_CHALLENGE_. Present every line of the entries below as a Markdown table with two columns, Row (the line's number) and Line (its text), and skip any blank lines. Leave the pictures out of your answer.

_Box annotation data rows_.
▼

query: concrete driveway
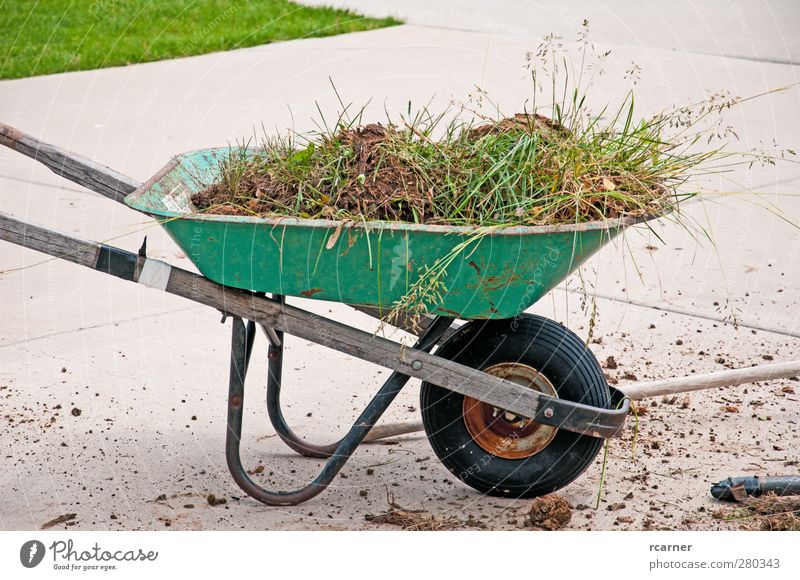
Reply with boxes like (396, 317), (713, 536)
(0, 0), (800, 529)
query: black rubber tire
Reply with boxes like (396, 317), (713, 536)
(420, 314), (610, 498)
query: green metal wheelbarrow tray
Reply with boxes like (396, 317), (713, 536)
(0, 123), (650, 505)
(133, 148), (633, 319)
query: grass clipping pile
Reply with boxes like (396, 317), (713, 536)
(192, 111), (680, 226)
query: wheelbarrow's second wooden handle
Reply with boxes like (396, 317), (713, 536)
(0, 122), (141, 203)
(617, 360), (800, 400)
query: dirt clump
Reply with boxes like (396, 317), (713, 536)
(528, 494), (572, 531)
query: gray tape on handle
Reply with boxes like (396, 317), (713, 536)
(139, 258), (172, 290)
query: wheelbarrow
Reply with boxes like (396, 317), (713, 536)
(0, 123), (720, 505)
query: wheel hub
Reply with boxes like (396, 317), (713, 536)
(464, 362), (558, 459)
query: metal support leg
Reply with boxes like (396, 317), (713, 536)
(267, 296), (438, 459)
(225, 317), (452, 505)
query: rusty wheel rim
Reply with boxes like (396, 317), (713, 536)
(463, 363), (558, 459)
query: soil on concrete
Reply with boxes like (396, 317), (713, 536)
(529, 494), (572, 531)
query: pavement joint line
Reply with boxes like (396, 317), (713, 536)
(400, 22), (800, 67)
(0, 305), (201, 350)
(559, 286), (800, 338)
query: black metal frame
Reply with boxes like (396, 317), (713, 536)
(225, 317), (453, 506)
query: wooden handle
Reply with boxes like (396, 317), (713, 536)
(0, 122), (141, 203)
(617, 360), (800, 400)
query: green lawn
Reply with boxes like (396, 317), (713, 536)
(0, 0), (398, 79)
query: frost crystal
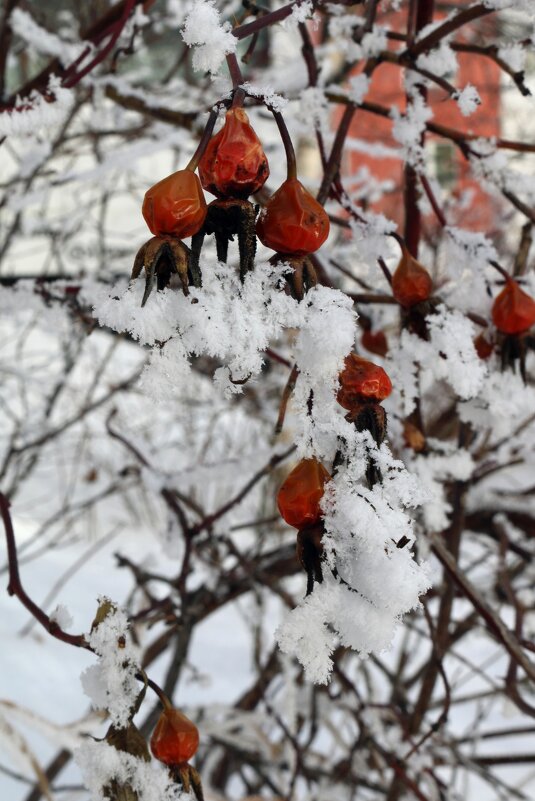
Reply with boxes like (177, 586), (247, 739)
(81, 598), (141, 728)
(182, 0), (238, 74)
(455, 83), (481, 117)
(74, 741), (184, 801)
(277, 438), (429, 684)
(391, 91), (433, 169)
(348, 73), (370, 103)
(50, 604), (73, 631)
(0, 75), (74, 136)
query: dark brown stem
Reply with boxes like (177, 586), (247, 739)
(227, 53), (243, 90)
(0, 492), (89, 648)
(186, 106), (219, 172)
(271, 109), (297, 181)
(409, 0), (495, 58)
(420, 173), (448, 228)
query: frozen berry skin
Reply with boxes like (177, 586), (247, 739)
(150, 707), (199, 765)
(256, 178), (330, 256)
(360, 331), (388, 356)
(492, 278), (535, 334)
(277, 459), (331, 529)
(199, 108), (269, 199)
(392, 248), (433, 309)
(142, 170), (208, 239)
(336, 353), (392, 411)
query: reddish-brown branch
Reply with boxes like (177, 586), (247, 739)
(408, 0), (495, 58)
(0, 492), (89, 648)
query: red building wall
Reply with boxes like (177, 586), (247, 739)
(343, 2), (500, 233)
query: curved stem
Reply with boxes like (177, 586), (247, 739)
(270, 108), (297, 181)
(227, 53), (243, 89)
(186, 105), (219, 172)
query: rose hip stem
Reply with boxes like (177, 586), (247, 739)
(270, 108), (297, 181)
(186, 105), (219, 172)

▲

_SOLUTION TO THE PROBLEM_.
| Row | Line |
|---|---|
| 1 | query: concrete driveway |
| 2 | Reply with boxes like (396, 317), (713, 536) |
| 3 | (0, 0), (800, 529) |
| 4 | query: black rubber tire |
| 5 | Reply with boxes like (396, 317), (713, 536) |
| 6 | (420, 314), (610, 498) |
| 7 | query: green metal wheelbarrow tray |
| 8 | Reply with boxes like (396, 317), (713, 536) |
| 9 | (0, 123), (650, 505) |
| 10 | (133, 148), (633, 319) |
| 11 | query: grass clipping pile |
| 12 | Reply with boxes like (396, 317), (713, 536) |
| 13 | (192, 111), (680, 226) |
| 14 | query: wheelbarrow's second wooden handle |
| 15 | Reply with boxes like (396, 317), (713, 536) |
| 16 | (0, 122), (141, 203) |
| 17 | (617, 360), (800, 400) |
| 18 | query: dirt clump |
| 19 | Reply with boxes like (396, 317), (713, 536) |
| 20 | (528, 494), (572, 531) |
| 21 | query: gray tape on handle |
| 22 | Reply with boxes like (396, 317), (713, 536) |
| 23 | (139, 258), (172, 290) |
| 24 | query: wheelbarrow |
| 25 | Reply with boxes like (396, 317), (713, 536) |
| 26 | (0, 123), (720, 505) |
| 27 | query: wheel hub |
| 28 | Reply with boxes like (396, 317), (713, 536) |
| 29 | (464, 362), (558, 459) |
| 30 | query: metal support leg |
| 31 | Reply with boxes like (396, 317), (713, 536) |
| 32 | (267, 296), (438, 459) |
| 33 | (225, 317), (452, 505) |
| 34 | query: rusty wheel rim |
| 35 | Reply with boxes like (396, 317), (713, 536) |
| 36 | (463, 363), (558, 459) |
| 37 | query: soil on concrete |
| 38 | Reply with boxes like (396, 317), (713, 536) |
| 39 | (529, 494), (572, 531) |
| 40 | query: pavement joint line |
| 41 | Reply with boxes like (396, 317), (713, 536) |
| 42 | (400, 22), (800, 67) |
| 43 | (0, 305), (201, 350) |
| 44 | (559, 286), (800, 338) |
| 45 | query: black metal frame |
| 46 | Reply with boxes like (396, 317), (713, 536) |
| 47 | (225, 317), (453, 506) |
| 48 | query: wooden handle |
| 49 | Reply with boxes like (396, 317), (713, 536) |
| 50 | (0, 122), (141, 203) |
| 51 | (617, 360), (800, 400) |
| 52 | query: green lawn |
| 53 | Reply with boxes like (396, 317), (713, 536) |
| 54 | (0, 0), (398, 79) |
| 55 | query: frost crystal |
| 56 | Reply with boxes like (177, 586), (247, 739) |
| 57 | (81, 598), (141, 728) |
| 58 | (182, 0), (238, 74) |
| 59 | (455, 83), (481, 117) |
| 60 | (74, 741), (184, 801) |
| 61 | (277, 438), (429, 684) |
| 62 | (391, 91), (433, 169) |
| 63 | (348, 73), (370, 103) |
| 64 | (50, 604), (73, 631) |
| 65 | (0, 75), (74, 136) |
| 66 | query: dark brown stem |
| 67 | Reply with boxes like (177, 586), (247, 739) |
| 68 | (227, 53), (243, 90) |
| 69 | (0, 492), (89, 648) |
| 70 | (186, 106), (219, 172) |
| 71 | (271, 109), (297, 181) |
| 72 | (409, 0), (495, 58) |
| 73 | (420, 173), (448, 228) |
| 74 | query: frozen berry skin |
| 75 | Reply with boxes like (177, 586), (247, 739) |
| 76 | (150, 707), (199, 765) |
| 77 | (256, 178), (330, 256) |
| 78 | (360, 331), (388, 356) |
| 79 | (492, 278), (535, 334) |
| 80 | (277, 459), (331, 529) |
| 81 | (199, 108), (269, 199) |
| 82 | (392, 248), (433, 309) |
| 83 | (142, 170), (208, 239) |
| 84 | (336, 353), (392, 411) |
| 85 | query: reddish-brown branch |
| 86 | Reply with boxes like (177, 586), (247, 739) |
| 87 | (408, 0), (495, 58) |
| 88 | (0, 492), (89, 648) |
| 89 | query: red building wall |
| 90 | Reply with boxes like (177, 586), (247, 739) |
| 91 | (343, 2), (500, 233) |
| 92 | query: curved stem |
| 93 | Reply with boxes like (177, 586), (247, 739) |
| 94 | (270, 108), (297, 181) |
| 95 | (227, 53), (243, 89) |
| 96 | (186, 105), (219, 172) |
| 97 | query: rose hip stem |
| 98 | Reply with boxes like (177, 586), (247, 739) |
| 99 | (270, 108), (297, 181) |
| 100 | (186, 105), (219, 172) |